Raw records:
# # # # # # #
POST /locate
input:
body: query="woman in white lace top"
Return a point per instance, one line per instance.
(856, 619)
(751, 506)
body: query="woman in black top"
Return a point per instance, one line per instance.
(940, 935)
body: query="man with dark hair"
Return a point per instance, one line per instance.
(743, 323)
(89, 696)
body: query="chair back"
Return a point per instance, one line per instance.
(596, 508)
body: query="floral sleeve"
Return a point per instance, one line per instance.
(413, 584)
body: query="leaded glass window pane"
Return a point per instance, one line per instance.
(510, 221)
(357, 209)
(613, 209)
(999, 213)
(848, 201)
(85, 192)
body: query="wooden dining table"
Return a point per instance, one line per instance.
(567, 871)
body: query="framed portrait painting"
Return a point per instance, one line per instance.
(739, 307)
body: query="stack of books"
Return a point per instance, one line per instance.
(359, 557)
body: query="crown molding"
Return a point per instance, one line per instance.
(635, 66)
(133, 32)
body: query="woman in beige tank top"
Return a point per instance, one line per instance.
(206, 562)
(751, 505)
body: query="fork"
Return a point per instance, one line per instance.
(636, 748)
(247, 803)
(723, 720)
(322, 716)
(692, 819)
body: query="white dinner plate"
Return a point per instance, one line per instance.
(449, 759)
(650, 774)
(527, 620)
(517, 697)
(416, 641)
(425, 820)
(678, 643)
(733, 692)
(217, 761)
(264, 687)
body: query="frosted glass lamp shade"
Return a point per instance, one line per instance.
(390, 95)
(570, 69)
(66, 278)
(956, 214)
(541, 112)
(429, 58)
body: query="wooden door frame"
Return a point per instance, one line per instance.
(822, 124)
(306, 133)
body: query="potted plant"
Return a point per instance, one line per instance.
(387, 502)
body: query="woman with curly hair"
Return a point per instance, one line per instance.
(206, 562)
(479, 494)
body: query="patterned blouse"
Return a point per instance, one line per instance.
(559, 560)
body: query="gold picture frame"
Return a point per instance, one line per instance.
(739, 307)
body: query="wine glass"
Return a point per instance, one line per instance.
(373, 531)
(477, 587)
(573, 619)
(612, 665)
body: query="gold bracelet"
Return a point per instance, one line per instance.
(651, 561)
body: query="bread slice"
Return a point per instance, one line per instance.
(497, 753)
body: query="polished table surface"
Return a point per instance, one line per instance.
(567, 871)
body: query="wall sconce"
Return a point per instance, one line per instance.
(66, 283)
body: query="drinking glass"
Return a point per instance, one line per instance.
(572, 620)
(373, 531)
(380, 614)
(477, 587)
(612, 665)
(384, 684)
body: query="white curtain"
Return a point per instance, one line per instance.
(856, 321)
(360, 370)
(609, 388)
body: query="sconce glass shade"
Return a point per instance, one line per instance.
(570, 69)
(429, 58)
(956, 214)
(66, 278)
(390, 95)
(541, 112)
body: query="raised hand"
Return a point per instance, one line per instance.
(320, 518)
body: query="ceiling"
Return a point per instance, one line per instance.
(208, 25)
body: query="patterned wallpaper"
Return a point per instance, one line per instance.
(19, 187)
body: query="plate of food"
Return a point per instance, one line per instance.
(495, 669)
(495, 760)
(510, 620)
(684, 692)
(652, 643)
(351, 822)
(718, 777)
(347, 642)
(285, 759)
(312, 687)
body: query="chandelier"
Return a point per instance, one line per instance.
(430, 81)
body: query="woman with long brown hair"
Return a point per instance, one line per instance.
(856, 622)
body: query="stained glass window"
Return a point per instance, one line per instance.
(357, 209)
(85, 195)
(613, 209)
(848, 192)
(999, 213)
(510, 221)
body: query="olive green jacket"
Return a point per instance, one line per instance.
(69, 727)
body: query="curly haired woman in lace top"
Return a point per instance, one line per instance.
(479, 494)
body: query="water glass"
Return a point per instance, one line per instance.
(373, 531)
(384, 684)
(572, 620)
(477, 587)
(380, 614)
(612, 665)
# # # # # # #
> [Stated exercise]:
Extract the full listing above without altering anything.

> [Finished task]:
POST /locate
input:
body: query="woman in white lace top"
Return a point per instance, one line per instance.
(856, 619)
(751, 506)
body: query="woman in black top"
Return a point per instance, one line per instance.
(940, 935)
body: query="man with dark hair"
Return a point per instance, one line per instance.
(743, 323)
(89, 696)
body: query="chair back"
Return a point per instance, one line per instance.
(596, 508)
body: query="floral sleeve"
Return a point per instance, one line per instance.
(413, 584)
body: query="leaded glass window pane"
Return a point per instance, one line per instance.
(510, 221)
(357, 209)
(613, 209)
(999, 213)
(848, 201)
(85, 192)
body: query="wooden dining table"
Return a point per instance, one line per instance.
(567, 871)
body: query="framed portrait painting"
Return a point per instance, one line per instance.
(739, 307)
body: query="stack of books"
Return a point per instance, one line per instance.
(359, 557)
body: query="crown molding"
Return a point per instance, one line per instance.
(635, 66)
(133, 32)
body: query="woman in beige tank top"
Return a point per instance, one line per instance.
(206, 562)
(751, 505)
body: query="fork"
Return a point per instance, one line per instance.
(636, 748)
(247, 803)
(723, 720)
(322, 716)
(692, 819)
body: query="white dinner plate"
Return a point per instance, one line per instance.
(449, 759)
(650, 774)
(527, 620)
(517, 697)
(416, 641)
(425, 820)
(678, 643)
(733, 692)
(217, 761)
(264, 687)
body: query="frosted glass lamp shade"
Return a point per instance, one line per instance.
(390, 95)
(570, 69)
(66, 278)
(956, 214)
(541, 112)
(429, 58)
body: query="wooden door frame"
Return a point per instance, one line per instance.
(822, 124)
(306, 133)
body: query="potted plant"
Return a point per instance, one line per instance.
(387, 502)
body: query="woman with curly hair"
Return a point per instance, one line per instance.
(206, 562)
(479, 494)
body: query="patterned blouse"
Return a point per instance, one line per instance.
(559, 560)
body: query="gold picture frame"
Return a point per instance, one line per instance.
(739, 307)
body: query="wine glass"
Return a point per instance, one line per instance.
(373, 531)
(477, 587)
(573, 619)
(612, 665)
body: query="gold bracelet"
Return a point per instance, one line per instance.
(651, 561)
body: query="bread slice"
Return a point per instance, one line per instance.
(497, 753)
body: query="polished table surface"
Return a point per instance, one line per instance.
(567, 871)
body: query="wall sconce"
Return a point per instance, one line per instance.
(66, 283)
body: query="drinking glass"
Return a point per instance, one line per instance.
(572, 620)
(373, 531)
(380, 614)
(477, 587)
(612, 665)
(384, 684)
body: query="white curtain"
Return a point per instance, one line per instance.
(856, 321)
(360, 370)
(609, 388)
body: query="sconce glass shade"
Return a point per instance, one line per instance.
(570, 69)
(429, 58)
(956, 214)
(66, 278)
(390, 95)
(541, 112)
body: query="raised hand"
Return a point per instance, one line per instance.
(320, 518)
body: query="ceiling"
Return a point per instance, one line per instance.
(208, 25)
body: query="patterned wallpaper"
Return a point per instance, one line per instance.
(19, 187)
body: query="plate of food"
Return a point per instance, one line per instance.
(495, 669)
(495, 760)
(510, 620)
(684, 692)
(652, 643)
(351, 822)
(718, 777)
(347, 642)
(285, 759)
(312, 687)
body: query="chandelier"
Return a point per instance, one line per instance.
(430, 81)
body: query="woman with long brown hair"
Return a point per instance, one line per instance.
(856, 622)
body: query="stained glass window"
Return a point per instance, one line per instance.
(357, 209)
(85, 195)
(613, 209)
(848, 192)
(999, 213)
(510, 221)
body: query="olive green jacket"
Return a point per instance, one line per instance.
(69, 727)
body: query="curly haired woman in lace top"
Return a point per instance, one line per instance.
(479, 494)
body: query="water glass"
Return a point per instance, one line per instance.
(373, 531)
(384, 684)
(572, 620)
(477, 587)
(380, 614)
(612, 665)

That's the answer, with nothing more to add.